説明

抗体定量法

本発明は、生物学的サンプル中の興味のある抗体量を決定するための新規方法に関する。1つの態様では、本発明の方法は、F(ab)2断片を産生するために、ペプシン消化による該生物学的サンプルのタンパク質除去工程を少なくとも含むことを特徴とする。好ましい態様では、興味のある抗体の配列を同定する1個またはそれ以上のペプチドを、タンデム質量分析検出を備えた高速液体クロマトグラフィー(HPLC-MS/MS)を用いてモニターする。

【発明の詳細な説明】
【技術分野】
【0001】
本発明は、生物学的サンプル中の興味のある抗体量を決定するための新規方法に関する。1つの態様では、本発明の方法は、F(ab)2断片を産生するために、少なくともペプシン消化による該生物学的サンプルのタンパク質除去工程を含むことを特徴とする。好ましい態様では、興味のある抗体の配列を同定する1個またはそれ以上のペプチドを、タンデム質量分析検出を備えた高速液体クロマトグラフィー(HPLC-MS/MS)を用いてモニターする。
【背景技術】
【0002】
背景
さまざまな前臨床モデルおよび臨床サンプルで、医薬化合物の薬物動態を正確かつ確実に決定する能力は、最適な効果および最小限の毒性のための用量レジメンを設計するのに重要である。これは、後期臨床試験での成功の機会を最大にし、規制認可過程で必要な構成要素である。高い成功の可能性および減少した開発時間/コストのために、治療的モノクローナル抗体(mAb)は、製薬業界でますます重要になってきている。これらのタンパク質は、免疫グロブリン(IgG)であり、それは、標的に結合し、その活性を阻害するか/その濃度を減少させることにより作用する。血清中のmAb濃度をモニターすることは、通常、酵素結合免疫吸着法(ELISA)を用いることにより行われる。この技術は、高感度であり(ピコグラム/mLほど低いLOQ)、早く行えるため、数千のサンプルを解析するのに十分である。しかしながら、それは、低い精度(30%までのCV)および正確さを含む重大な限界を示す。加えて、それは、マトリックス干渉、例えば、抗薬剤抗体を受け得て、長い開発時間を有する。さらに、前臨床モデルの間で変換するか、前臨床から臨床サンプルへ変換するか、または前臨床モデルで、毒性効果を減少させるために抗体を非ヒト化するとき、アッセイは、しばしば、再開発される必要がある。結果として、データの信頼性を改善し、開発時間/費用を減少させる他の方法を開発することが有益である。

--------

### 指示
抗体定量法についての文章によると、血清中のmAb濃度をモニターするのに、ふつう使われている方法は何ですか。

--------

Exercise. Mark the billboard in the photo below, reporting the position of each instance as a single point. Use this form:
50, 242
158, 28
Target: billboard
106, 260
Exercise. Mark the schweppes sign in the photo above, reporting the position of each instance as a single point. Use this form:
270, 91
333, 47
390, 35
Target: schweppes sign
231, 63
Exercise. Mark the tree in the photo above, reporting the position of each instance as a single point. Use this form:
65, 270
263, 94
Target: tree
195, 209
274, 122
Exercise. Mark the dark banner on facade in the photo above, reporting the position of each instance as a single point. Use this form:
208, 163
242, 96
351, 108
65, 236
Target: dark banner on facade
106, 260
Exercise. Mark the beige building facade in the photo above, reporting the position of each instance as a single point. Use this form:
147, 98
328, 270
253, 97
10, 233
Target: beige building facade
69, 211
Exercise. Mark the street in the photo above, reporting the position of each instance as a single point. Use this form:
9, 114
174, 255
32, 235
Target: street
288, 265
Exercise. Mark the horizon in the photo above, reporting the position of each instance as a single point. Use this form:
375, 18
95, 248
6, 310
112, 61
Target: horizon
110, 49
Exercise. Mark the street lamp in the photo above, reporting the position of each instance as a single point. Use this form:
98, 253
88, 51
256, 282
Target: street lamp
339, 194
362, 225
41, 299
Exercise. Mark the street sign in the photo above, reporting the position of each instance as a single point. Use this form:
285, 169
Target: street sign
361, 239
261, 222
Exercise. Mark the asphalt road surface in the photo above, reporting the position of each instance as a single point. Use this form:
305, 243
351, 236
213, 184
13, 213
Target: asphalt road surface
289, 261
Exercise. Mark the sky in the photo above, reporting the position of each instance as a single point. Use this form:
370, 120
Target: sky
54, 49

--------

### 出力結果
酵素結合免疫吸着法(ELISA)です。